*** TEXTO EXTRAÍDO ***

A la muerte de Juan II en 1454, su primogénito es coronado como Enrique IV. El
nuevo Rey de Castilla y su segunda esposa, tuvieron una hija en 1461 a la que
llamaron Juana quien en teoría, era automáticamente la heredera al trono.
Al producirse la muerte de Alfonso en 1468 Isabel quedó como segunda en el orden de sucesión. Sin embargo a la muerte de Enrique IV, Isabel
fue coronada Reina de Castilla, en vez de Juana.
Este fue un período muy
determinante de la Historia de España, porque la coronación de Juana implicaba
la unión de Castilla con Portugal, que estaba destinado a la expansión
ultramarina. Isabel, en cambio, significó la unión de Castilla con Aragón,
cuya política exterior estaba orientada a las conquistas europeas. Veamos cómo
se desarrollaron estos acontecimientos.
De Enrique IV de Trastámara, se dijo era blando, tímido,
abúlico, misántropo, displácido y eunocoide, por lo que fue llamado “el
impotente”(1). En realidad, su drama
fue simplemente ser homosexual en una época en que eso era considerado un
vicio nefando. Su reinado resultó confuso, turbulento, complicado e
ingrato a los historiadores. Sin embargo, fue una época clave en la Historia
de España.

***

== EJERCICIO BREVE ==
Prolonga el texto sobre el reinado de Enrique IV y la sucesión al trono de Castilla a partir de su última oración. Los registros constituyen un material aparte.

*** REGISTROS LISTADOS ***

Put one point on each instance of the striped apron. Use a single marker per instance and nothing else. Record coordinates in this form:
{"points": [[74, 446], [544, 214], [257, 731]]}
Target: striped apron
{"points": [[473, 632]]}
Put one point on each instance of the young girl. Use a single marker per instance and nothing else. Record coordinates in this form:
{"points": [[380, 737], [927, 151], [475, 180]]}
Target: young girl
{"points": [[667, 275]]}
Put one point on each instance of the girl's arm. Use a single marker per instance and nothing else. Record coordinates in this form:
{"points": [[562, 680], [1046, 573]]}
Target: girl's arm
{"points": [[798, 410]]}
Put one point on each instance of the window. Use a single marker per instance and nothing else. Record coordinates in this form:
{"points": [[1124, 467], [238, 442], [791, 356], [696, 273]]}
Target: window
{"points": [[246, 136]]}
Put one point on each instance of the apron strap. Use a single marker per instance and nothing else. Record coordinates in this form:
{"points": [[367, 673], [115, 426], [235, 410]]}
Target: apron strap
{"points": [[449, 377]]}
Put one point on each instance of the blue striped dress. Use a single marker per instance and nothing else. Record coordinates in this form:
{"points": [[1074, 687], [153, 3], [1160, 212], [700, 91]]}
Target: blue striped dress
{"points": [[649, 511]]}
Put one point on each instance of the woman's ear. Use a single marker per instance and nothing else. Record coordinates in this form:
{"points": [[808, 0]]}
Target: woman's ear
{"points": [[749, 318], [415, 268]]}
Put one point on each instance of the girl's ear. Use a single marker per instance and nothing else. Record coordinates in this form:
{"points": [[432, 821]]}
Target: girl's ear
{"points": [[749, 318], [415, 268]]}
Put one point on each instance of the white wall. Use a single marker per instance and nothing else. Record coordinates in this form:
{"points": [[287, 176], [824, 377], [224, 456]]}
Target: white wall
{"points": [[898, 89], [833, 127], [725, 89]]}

***

== LA RESPUESTA ==
El carácter personal del rey tuvo un papel muy importante en los principales
acontecimientos, porque mostraba falta de energía y una dañina tendencia a
decirle que sí a todo el mundo. El nuevo monarca acordaba algo y después, con
total desfachatez decía todo lo contrario. No es de extrañar que todo
terminara en una guerra civil.
Enrique IV se sentía en ocasiones dominado por su preferido Juan Pacheco, pero
después del desastroso final de Álvaro de Luna que terminó degollado, los
presuntos amantes del rey tenían que ser muy cuidadosos y no podían abusar
demasiado de sus influencias con el monarca. Un grupo de jóvenes tuvieron un
rápido ascenso. Beltrán de la Cueva, Juan de Valenzuela y Miguel Lucas de
Iranzo eran los principales, pero el resto de la nobleza los consideraba unos
advenedizos. Además, estos “hombres nuevos” del reino nunca formaron un
equipo. No hubo “partido rosa” como en la época de Álvaro de Luna, que
fue mucho más hábil e inteligente que estos jovencitos inexpertos.
Se planteaba el hecho que Enrique no tenía sucesor directo. Estuvo casado con
su prima Blanca, hija de Juan II de Aragón, durante 13 años sin haber tenido
ningún hijo. El 11 de mayo de 1453, mientras don Álvaro de Luna todavía tenía
la cabeza pegada al cuerpo en su prisión en Portillo, al otro lado del cerro
en el castillo, el arcediano de Segovia anulaba el matrimonio de Enrique con
Blanca. La sentencia se dictó a petición de ambas partes y nunca fue
protestada por la infanta de Navarra.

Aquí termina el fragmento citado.